▶ _Opdracht A_: Neem uit de gegevens de regels letterlijk over, van de regel met "Your task is to locate the water" tot en met de regel met "[381,185,440,210]".

Witborstel (m.)

identificatiecode

ID 1201
morfologie

beroep

beroep

holotype

MOT V 90.0115 L=40cm D=5,9cm G=250gr

alias

stukadoorskwast (syn.) (V.D.; BOERMAN: 57)

alias

waterverfkwast (syn.) (Tech-term: 28.20)

alias

witkwast (syn.) (V.D.; BOERMAN: 57)

alias

kalkkwast (syn.) (Tech-term: 28.20)
beschrijving

Bandkwast (1) van extra-groot formaat waarmee muren worden gewit, d.i. met witkalk bestreken.

De witborstel bestaat in verschillende modellen: de ronde, de platte en de kromme witborstel.

De ronde witborstel heeft een ingeslagen steel, soms ook doorgeslagen (2) die in het midden van de ronde (diameter ca. 5-6 cm) kwast steekt, waarrond een ijzeren ring en woeling zit. Het werkgedeelte met vlak werkeinde bestaat uit lang (ca. 10-15 cm) (zacht) varkenshaar sterk gemengd met paardenhaar.

De platte witborstel is volledig uit blank of zwart chinees varkenshaar, ook uit een binnenvulling van grijs haar en een buitenvulling van wit haar, sterk gemengd met paardenhaar. Het werkeinde is steeds vlak. Het werkgedeelte (breedte ca. 7,5 – 12,5 cm; haarlengte tot ca. 8,5 cm) is in een platte bus, uit zwaar blik of koperplaat, met een dubbele rij doorgeslagen en omgeklonken spijkertjes bevestigd (3). Langs de andere zijde van de bus steekt een platte (ca. 1-2 cm) steel, bevestigd met een paar doorgeslagen spijkertjes.

▶ _Opdracht B_: Geef het fragment over de witborstel opnieuw weer, van "kalkkwast (syn.) (Tech-term: 28.20)" tot en met "varkenshaar sterk gemengd met paardenhaar.", en zet daarbij "geitenhaar" in de plaats van "varkenshaar".

▶ _De gegevens_:
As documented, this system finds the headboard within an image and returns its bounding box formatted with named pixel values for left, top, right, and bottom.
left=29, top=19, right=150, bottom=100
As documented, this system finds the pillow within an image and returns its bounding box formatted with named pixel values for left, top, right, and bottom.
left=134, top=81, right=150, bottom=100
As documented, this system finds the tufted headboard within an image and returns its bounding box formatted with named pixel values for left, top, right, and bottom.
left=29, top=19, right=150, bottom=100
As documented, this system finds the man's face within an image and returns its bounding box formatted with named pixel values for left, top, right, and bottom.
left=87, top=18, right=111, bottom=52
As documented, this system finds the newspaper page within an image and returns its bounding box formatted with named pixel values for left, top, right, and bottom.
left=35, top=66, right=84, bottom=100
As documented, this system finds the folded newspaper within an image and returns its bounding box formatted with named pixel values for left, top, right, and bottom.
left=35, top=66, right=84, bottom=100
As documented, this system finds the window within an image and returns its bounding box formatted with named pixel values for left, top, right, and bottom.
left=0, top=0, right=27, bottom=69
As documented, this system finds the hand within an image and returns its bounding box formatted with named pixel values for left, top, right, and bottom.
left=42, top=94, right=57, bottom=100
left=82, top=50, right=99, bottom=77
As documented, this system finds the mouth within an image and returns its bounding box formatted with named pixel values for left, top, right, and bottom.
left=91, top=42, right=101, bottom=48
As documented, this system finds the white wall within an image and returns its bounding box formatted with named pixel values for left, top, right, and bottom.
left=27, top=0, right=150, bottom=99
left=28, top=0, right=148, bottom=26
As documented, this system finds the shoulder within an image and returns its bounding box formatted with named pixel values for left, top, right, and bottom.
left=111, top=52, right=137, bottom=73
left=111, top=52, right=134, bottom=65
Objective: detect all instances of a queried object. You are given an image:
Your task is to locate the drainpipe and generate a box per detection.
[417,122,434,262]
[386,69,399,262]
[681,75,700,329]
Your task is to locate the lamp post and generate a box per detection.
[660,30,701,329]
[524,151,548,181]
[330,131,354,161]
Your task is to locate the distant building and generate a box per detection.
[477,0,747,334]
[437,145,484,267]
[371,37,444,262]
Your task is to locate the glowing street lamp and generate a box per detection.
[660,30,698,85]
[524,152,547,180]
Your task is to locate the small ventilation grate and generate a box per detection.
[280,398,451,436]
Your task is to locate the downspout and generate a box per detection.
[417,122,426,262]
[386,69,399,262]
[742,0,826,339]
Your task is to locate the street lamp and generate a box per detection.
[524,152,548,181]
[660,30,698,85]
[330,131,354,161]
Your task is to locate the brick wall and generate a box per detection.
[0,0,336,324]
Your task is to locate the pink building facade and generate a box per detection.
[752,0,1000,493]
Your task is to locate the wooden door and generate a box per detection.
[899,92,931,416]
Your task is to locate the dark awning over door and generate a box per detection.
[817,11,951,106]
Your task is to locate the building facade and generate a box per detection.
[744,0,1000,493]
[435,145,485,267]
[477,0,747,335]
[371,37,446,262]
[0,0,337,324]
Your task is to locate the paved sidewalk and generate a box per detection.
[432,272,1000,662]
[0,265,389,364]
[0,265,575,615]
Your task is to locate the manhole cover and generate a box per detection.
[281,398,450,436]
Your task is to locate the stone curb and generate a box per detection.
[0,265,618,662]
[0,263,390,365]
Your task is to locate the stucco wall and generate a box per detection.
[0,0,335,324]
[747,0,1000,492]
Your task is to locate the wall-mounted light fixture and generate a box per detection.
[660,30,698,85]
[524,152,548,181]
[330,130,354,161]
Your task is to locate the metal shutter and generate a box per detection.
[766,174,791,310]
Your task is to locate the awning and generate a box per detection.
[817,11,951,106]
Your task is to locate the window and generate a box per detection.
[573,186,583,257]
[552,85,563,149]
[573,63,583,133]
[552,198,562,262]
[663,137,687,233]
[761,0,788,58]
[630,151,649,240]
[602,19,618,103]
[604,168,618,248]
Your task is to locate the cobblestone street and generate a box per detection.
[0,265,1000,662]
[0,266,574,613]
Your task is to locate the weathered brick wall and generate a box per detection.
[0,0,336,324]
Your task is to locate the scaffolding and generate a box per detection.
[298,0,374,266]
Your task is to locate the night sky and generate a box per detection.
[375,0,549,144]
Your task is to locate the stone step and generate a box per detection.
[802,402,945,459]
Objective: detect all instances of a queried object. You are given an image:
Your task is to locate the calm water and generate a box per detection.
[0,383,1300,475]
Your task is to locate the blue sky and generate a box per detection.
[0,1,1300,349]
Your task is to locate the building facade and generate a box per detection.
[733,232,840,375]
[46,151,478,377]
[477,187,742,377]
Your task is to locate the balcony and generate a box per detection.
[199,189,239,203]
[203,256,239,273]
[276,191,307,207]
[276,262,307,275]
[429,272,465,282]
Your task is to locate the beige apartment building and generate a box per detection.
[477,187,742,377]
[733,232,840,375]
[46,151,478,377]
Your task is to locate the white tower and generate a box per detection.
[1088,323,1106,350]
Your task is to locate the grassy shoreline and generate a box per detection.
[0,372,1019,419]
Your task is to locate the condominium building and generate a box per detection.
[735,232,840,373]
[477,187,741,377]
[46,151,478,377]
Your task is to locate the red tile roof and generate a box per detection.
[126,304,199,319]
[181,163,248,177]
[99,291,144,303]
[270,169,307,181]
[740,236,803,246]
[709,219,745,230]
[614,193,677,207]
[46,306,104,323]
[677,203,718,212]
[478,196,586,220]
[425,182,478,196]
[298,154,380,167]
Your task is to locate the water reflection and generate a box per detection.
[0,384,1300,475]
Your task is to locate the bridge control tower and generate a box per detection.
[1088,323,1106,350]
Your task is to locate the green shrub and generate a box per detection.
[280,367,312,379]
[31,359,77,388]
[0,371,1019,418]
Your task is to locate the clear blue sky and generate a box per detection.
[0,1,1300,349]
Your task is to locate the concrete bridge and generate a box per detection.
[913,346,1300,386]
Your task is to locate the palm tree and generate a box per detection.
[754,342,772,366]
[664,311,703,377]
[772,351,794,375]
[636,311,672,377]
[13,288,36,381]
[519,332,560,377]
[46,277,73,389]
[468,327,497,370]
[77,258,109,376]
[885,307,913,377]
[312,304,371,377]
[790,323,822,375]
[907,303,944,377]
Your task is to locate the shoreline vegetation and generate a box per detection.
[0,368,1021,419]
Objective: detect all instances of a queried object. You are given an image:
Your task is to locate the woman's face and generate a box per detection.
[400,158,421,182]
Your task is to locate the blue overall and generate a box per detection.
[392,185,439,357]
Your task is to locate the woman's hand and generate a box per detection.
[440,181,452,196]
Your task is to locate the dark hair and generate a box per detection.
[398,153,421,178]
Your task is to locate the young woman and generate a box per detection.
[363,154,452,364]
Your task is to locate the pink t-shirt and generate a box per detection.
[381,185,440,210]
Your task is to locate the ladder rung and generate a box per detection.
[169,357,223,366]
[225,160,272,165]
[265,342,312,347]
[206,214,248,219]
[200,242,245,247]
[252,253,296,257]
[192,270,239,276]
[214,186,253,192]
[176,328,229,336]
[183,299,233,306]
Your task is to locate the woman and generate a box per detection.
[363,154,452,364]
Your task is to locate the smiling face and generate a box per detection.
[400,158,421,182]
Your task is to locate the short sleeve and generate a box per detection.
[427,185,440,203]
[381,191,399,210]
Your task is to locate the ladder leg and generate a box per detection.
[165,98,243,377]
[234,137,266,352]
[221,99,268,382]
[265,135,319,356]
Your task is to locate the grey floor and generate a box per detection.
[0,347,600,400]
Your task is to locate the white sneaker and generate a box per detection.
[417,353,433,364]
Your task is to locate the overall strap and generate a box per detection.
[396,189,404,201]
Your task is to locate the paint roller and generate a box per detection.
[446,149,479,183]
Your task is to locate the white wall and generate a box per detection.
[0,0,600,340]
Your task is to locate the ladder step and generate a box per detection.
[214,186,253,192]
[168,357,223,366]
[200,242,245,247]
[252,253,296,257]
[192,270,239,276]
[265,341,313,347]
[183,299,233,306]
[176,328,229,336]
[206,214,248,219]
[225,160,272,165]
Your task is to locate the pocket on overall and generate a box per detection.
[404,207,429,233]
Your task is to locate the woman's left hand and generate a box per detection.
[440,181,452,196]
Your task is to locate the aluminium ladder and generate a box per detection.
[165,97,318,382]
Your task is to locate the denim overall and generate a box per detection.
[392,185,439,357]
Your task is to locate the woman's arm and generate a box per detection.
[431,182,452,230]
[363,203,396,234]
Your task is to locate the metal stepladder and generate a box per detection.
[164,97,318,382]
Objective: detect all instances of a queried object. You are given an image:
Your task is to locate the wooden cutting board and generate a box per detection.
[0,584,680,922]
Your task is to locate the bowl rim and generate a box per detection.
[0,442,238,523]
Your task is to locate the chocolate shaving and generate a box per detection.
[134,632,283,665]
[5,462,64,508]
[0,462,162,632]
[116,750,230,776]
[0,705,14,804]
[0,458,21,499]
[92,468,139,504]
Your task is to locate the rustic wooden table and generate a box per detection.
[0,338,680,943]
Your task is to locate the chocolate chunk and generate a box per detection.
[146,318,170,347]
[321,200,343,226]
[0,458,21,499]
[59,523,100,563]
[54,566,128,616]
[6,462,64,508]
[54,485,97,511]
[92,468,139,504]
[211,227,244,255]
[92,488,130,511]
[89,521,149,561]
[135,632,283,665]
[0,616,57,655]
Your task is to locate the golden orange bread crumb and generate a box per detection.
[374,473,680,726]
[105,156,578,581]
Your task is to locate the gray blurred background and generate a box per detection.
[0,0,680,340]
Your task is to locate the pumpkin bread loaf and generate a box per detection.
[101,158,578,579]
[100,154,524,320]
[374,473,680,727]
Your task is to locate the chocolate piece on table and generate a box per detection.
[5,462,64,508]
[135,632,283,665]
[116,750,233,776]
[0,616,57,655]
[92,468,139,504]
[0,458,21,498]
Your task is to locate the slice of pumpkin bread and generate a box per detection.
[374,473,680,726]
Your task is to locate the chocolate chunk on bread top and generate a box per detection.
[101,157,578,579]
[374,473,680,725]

▶ _Antwoord A_:
Your task is to locate the water reflection and generate a box per detection.
[0,384,1300,475]
Your task is to locate the bridge control tower and generate a box per detection.
[1088,323,1106,350]
Your task is to locate the green shrub and generate a box per detection.
[280,367,312,379]
[31,359,77,388]
[0,371,1019,418]
Your task is to locate the clear blue sky and generate a box per detection.
[0,1,1300,349]
Your task is to locate the concrete bridge and generate a box per detection.
[913,346,1300,386]
Your task is to locate the palm tree and generate a box per detection.
[754,342,772,366]
[664,311,703,377]
[772,351,794,375]
[636,311,672,377]
[13,288,36,381]
[519,332,560,377]
[46,277,73,389]
[468,327,497,370]
[77,258,109,376]
[885,307,913,377]
[312,304,371,377]
[790,323,822,375]
[907,303,944,377]
Your task is to locate the shoreline vegetation and generate a box per detection.
[0,368,1021,419]
Objective: detect all instances of a queried object. You are given an image:
Your task is to locate the woman's face and generate a box per detection.
[400,158,421,182]
Your task is to locate the blue overall and generate a box per detection.
[392,185,439,357]
Your task is to locate the woman's hand and generate a box per detection.
[440,181,452,196]
Your task is to locate the dark hair and generate a box per detection.
[398,153,421,178]
Your task is to locate the young woman and generate a box per detection.
[363,154,452,364]
Your task is to locate the pink t-shirt and generate a box per detection.
[381,185,440,210]

▶ _Antwoord B_:
kalkkwast (syn.) (Tech-term: 28.20)
beschrijving

Bandkwast (1) van extra-groot formaat waarmee muren worden gewit, d.i. met witkalk bestreken.

De witborstel bestaat in verschillende modellen: de ronde, de platte en de kromme witborstel.

De ronde witborstel heeft een ingeslagen steel, soms ook doorgeslagen (2) die in het midden van de ronde (diameter ca. 5-6 cm) kwast steekt, waarrond een ijzeren ring en woeling zit. Het werkgedeelte met vlak werkeinde bestaat uit lang (ca. 10-15 cm) (zacht) geitenhaar sterk gemengd met paardenhaar.